If I were the OP, I'd distance myself a bit, and maybe consider starting my own hiking group, with the folks who are excluded from the Cabal, so as to get a fresh start with what mistakes not to make in mind. If the Cabal wants to have a Cabal, they should of course be allowed to have that, but if you're not allowed to be involved in their activities and they may be badmouthing you, you also shouldn't feel obligated to stick around and support them just because you're all hikers (or knitters, or whatever).
posted by ellehumour at 10:06 PM on May 16, 2010


If I may, this is very similar to something that happened several years ago in a community I was in. It was based off of a comedy website, with a forum and an IRC channel attached to it. There were probably a hundred or so active users on the website, 50 or so in the forums, and probably a group of about 25-30 who frequented the IRC channel. This was at one of the highest population points of the group, after it had started with a few people a few years before.

There were three things that happened, though, that caused a bit of fractioning in the group. First, the increase in popularity and the numbers of "regulars" created a difficult environment to be able to know everyone, so smaller groups began to form. One of those groups was a group of the original people involved in the website, many of which knew each other in real life.

Second, the internet being what it is, there was a wide selection of people, and many factors such as age, geographic location, and a diversity of interests created another set of subgroups.

The final part was that there were a couple of groups of people who came in to the group and by their very nature made everything we were doing on the site less fun, and began to really irritate a couple of the groups. So people started to avoid dealing with them, ignoring them or just not being involved in anything that they were.

The IRC channel became a part of that issue, too. We had a private server, operated by the site's owner, where we would log on and collaborate on stuff for the website, shoot the shit, and socialize. During the day, 9-6 Eastern, there was one group that was always on, mostly the older people in the group, people working on offices or soemthing with internet access, more professional types. In the evening, there was some overlap, but the Night Crew was a lot younger, a lot less mature (both physically and emotionally), and zany, madcap, know-it-all teenagers tended to flock towards that group.

Problems:
**a.** Retype the stretch of the forum excerpt from "There were three" through "set of subgroups.".
**b.** Answer these questions from the forum excerpt:
(i) What kind of group does the excerpt suggest the OP might start?
(ii) About how many people frequented the IRC channel?
(iii) During which hours was the daytime group always on?
**c.** Summarize the forum excerpt in two sentences.

Data listing:
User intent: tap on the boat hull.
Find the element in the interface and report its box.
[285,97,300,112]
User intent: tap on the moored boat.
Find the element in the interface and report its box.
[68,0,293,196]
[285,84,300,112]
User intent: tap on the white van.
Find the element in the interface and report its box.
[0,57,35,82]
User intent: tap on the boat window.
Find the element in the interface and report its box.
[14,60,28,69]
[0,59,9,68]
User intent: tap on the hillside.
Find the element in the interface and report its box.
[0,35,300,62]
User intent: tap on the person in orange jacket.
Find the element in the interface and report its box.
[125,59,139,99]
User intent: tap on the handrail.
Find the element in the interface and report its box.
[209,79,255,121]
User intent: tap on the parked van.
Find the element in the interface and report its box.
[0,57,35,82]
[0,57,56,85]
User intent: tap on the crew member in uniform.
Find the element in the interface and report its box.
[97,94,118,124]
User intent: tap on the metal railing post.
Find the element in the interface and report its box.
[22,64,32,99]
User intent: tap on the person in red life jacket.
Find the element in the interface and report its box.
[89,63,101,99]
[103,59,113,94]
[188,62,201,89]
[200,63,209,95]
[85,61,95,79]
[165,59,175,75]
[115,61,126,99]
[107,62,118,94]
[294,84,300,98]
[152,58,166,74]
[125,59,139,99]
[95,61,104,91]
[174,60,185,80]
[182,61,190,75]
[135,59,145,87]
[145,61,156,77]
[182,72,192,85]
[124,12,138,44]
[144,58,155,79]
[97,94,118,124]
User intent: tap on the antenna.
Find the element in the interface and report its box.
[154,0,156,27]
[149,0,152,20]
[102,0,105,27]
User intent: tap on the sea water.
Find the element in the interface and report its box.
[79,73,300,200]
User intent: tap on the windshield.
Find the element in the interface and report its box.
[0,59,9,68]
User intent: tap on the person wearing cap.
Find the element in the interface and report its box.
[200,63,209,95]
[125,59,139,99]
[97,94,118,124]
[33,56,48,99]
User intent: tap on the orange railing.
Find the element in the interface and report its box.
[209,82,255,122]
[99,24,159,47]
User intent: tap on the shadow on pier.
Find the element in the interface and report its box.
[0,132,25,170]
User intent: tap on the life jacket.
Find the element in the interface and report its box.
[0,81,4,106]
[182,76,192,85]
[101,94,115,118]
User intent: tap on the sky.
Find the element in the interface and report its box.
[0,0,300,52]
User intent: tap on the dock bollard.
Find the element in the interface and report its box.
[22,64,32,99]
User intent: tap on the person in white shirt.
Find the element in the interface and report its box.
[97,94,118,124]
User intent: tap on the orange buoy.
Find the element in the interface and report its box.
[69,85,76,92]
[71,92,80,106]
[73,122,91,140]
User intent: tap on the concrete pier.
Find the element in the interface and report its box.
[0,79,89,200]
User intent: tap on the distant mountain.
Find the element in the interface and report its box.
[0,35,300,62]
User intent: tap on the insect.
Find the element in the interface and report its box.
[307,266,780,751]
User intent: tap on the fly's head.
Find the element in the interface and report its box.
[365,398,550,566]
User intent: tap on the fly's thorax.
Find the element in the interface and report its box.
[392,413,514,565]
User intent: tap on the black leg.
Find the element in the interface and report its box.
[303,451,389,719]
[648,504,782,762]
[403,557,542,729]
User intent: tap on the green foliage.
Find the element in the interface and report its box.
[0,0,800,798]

Solutions to each task:
**a.**
There were three things that happened, though, that caused a bit of fractioning in the group. First, the increase in popularity and the numbers of "regulars" created a difficult environment to be able to know everyone, so smaller groups began to form. One of those groups was a group of the original people involved in the website, many of which knew each other in real life.

Second, the internet being what it is, there was a wide selection of people, and many factors such as age, geographic location, and a diversity of interests created another set of subgroups.

**b.**
(i) A hiking group of its own, with the people excluded from the Cabal.
(ii) About 25-30.
(iii) 9-6 Eastern.

**c.** The excerpt advises the OP to keep some distance and perhaps start a separate hiking group with the people excluded from the Cabal, rather than feel obligated to support a group that shuts them out. It then describes a comedy website's community that split into smaller groups as it grew, driven by its size, differences in age, location, and interests, and irritating newcomers, with the IRC channel divided between an older daytime crowd and a younger, less mature Night Crew.